* **Exercise directions**:
Rename "pointer" to "locator" everywhere in the data below, and leave every other word unchanged.

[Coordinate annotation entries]
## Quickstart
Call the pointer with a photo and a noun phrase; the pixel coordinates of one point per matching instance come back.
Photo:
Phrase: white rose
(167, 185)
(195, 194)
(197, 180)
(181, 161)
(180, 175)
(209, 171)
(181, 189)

* **Output of the exercise**:
## Quickstart
Call the locator with a photo and a noun phrase; the pixel coordinates of one point per matching instance come back.
Photo:
Phrase: white rose
(167, 185)
(195, 194)
(197, 180)
(181, 161)
(180, 175)
(209, 171)
(181, 189)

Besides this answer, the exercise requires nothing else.